Goal: Format every line of the listing below as a Markdown table with the columns Number and Listing line, omitting blank lines.

Data excerpts:
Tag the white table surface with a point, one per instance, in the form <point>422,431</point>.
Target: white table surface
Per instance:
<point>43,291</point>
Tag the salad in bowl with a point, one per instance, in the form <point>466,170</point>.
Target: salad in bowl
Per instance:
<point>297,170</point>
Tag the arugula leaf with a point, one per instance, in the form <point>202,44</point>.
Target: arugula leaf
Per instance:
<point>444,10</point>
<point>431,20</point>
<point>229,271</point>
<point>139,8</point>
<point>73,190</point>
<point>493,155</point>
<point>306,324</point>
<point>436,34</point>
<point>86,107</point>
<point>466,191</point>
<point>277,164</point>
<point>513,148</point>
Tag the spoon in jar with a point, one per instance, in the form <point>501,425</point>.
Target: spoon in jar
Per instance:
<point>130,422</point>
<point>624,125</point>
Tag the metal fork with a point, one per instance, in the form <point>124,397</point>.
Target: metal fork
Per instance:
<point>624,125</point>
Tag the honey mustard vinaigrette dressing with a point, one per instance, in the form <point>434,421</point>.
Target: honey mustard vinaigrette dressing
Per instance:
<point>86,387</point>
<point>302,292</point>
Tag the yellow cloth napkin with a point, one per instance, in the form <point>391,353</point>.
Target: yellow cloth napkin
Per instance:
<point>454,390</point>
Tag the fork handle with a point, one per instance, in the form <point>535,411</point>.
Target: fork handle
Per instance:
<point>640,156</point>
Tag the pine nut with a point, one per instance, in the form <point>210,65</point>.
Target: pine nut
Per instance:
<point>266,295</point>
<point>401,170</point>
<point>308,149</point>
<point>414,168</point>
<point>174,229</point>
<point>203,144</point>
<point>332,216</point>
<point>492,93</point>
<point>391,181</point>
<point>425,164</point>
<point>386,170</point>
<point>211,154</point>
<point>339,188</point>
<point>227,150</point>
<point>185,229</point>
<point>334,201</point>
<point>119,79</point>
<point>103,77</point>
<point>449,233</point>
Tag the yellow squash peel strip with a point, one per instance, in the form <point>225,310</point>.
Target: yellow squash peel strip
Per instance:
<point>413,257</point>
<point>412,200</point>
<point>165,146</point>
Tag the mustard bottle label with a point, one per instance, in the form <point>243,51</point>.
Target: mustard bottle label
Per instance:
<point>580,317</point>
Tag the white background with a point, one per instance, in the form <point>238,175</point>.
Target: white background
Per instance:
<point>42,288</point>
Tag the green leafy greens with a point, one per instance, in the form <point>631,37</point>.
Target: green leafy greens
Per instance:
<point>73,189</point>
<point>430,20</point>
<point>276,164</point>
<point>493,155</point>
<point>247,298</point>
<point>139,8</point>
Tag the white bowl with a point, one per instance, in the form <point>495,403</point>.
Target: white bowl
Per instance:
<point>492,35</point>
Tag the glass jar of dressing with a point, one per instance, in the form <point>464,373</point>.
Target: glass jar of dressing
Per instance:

Expected answer:
| Number | Listing line |
|---|---|
| 1 | Tag the white table surface with a point, one per instance, in the form <point>422,431</point>. |
| 2 | Target: white table surface |
| 3 | Per instance: |
| 4 | <point>43,291</point> |
| 5 | Tag the salad in bowl with a point, one per instance, in the form <point>466,170</point>. |
| 6 | Target: salad in bowl |
| 7 | Per instance: |
| 8 | <point>297,170</point> |
| 9 | Tag the arugula leaf with a point, one per instance, in the form <point>202,44</point>. |
| 10 | Target: arugula leaf |
| 11 | Per instance: |
| 12 | <point>444,10</point> |
| 13 | <point>431,20</point> |
| 14 | <point>229,271</point> |
| 15 | <point>139,8</point> |
| 16 | <point>73,190</point> |
| 17 | <point>493,155</point> |
| 18 | <point>306,324</point> |
| 19 | <point>436,34</point> |
| 20 | <point>86,107</point> |
| 21 | <point>466,191</point> |
| 22 | <point>277,164</point> |
| 23 | <point>513,148</point> |
| 24 | Tag the spoon in jar with a point, one per instance, in the form <point>501,425</point>. |
| 25 | Target: spoon in jar |
| 26 | Per instance: |
| 27 | <point>130,422</point> |
| 28 | <point>624,125</point> |
| 29 | Tag the metal fork with a point, one per instance, in the form <point>124,397</point>. |
| 30 | Target: metal fork |
| 31 | Per instance: |
| 32 | <point>624,125</point> |
| 33 | Tag the honey mustard vinaigrette dressing with a point, one per instance, in the form <point>434,421</point>. |
| 34 | Target: honey mustard vinaigrette dressing |
| 35 | Per instance: |
| 36 | <point>86,387</point> |
| 37 | <point>302,292</point> |
| 38 | Tag the yellow cloth napkin with a point, one per instance, in the form <point>391,353</point>. |
| 39 | Target: yellow cloth napkin |
| 40 | Per instance: |
| 41 | <point>454,390</point> |
| 42 | Tag the fork handle with a point, one per instance, in the form <point>535,411</point>. |
| 43 | Target: fork handle |
| 44 | Per instance: |
| 45 | <point>640,156</point> |
| 46 | Tag the pine nut with a point, one per instance, in the form <point>210,65</point>. |
| 47 | Target: pine nut |
| 48 | Per instance: |
| 49 | <point>266,295</point> |
| 50 | <point>401,170</point> |
| 51 | <point>308,149</point> |
| 52 | <point>414,168</point> |
| 53 | <point>174,229</point> |
| 54 | <point>203,144</point> |
| 55 | <point>332,216</point> |
| 56 | <point>492,93</point> |
| 57 | <point>391,181</point> |
| 58 | <point>425,164</point> |
| 59 | <point>386,170</point> |
| 60 | <point>211,154</point> |
| 61 | <point>339,188</point> |
| 62 | <point>227,150</point> |
| 63 | <point>185,229</point> |
| 64 | <point>334,201</point> |
| 65 | <point>119,79</point> |
| 66 | <point>103,77</point> |
| 67 | <point>449,233</point> |
| 68 | Tag the yellow squash peel strip with a point, one per instance, in the form <point>225,310</point>. |
| 69 | Target: yellow squash peel strip |
| 70 | Per instance: |
| 71 | <point>413,257</point> |
| 72 | <point>412,200</point> |
| 73 | <point>165,146</point> |
| 74 | Tag the mustard bottle label with a point, one per instance, in the form <point>243,51</point>. |
| 75 | Target: mustard bottle label |
| 76 | Per instance: |
| 77 | <point>580,317</point> |
| 78 | Tag the white background with a point, one per instance, in the form <point>238,175</point>. |
| 79 | Target: white background |
| 80 | Per instance: |
| 81 | <point>42,288</point> |
| 82 | Tag the green leafy greens with a point, one per instance, in the form <point>631,37</point>. |
| 83 | Target: green leafy greens |
| 84 | Per instance: |
| 85 | <point>73,189</point> |
| 86 | <point>430,20</point> |
| 87 | <point>276,164</point> |
| 88 | <point>493,155</point> |
| 89 | <point>247,298</point> |
| 90 | <point>139,8</point> |
| 91 | Tag the white bowl with a point, one per instance, in the form <point>495,403</point>. |
| 92 | Target: white bowl |
| 93 | Per instance: |
| 94 | <point>492,35</point> |
| 95 | Tag the glass jar of dressing with a point, one per instance, in the form <point>464,373</point>. |
| 96 | Target: glass jar of dressing |
| 97 | Per instance: |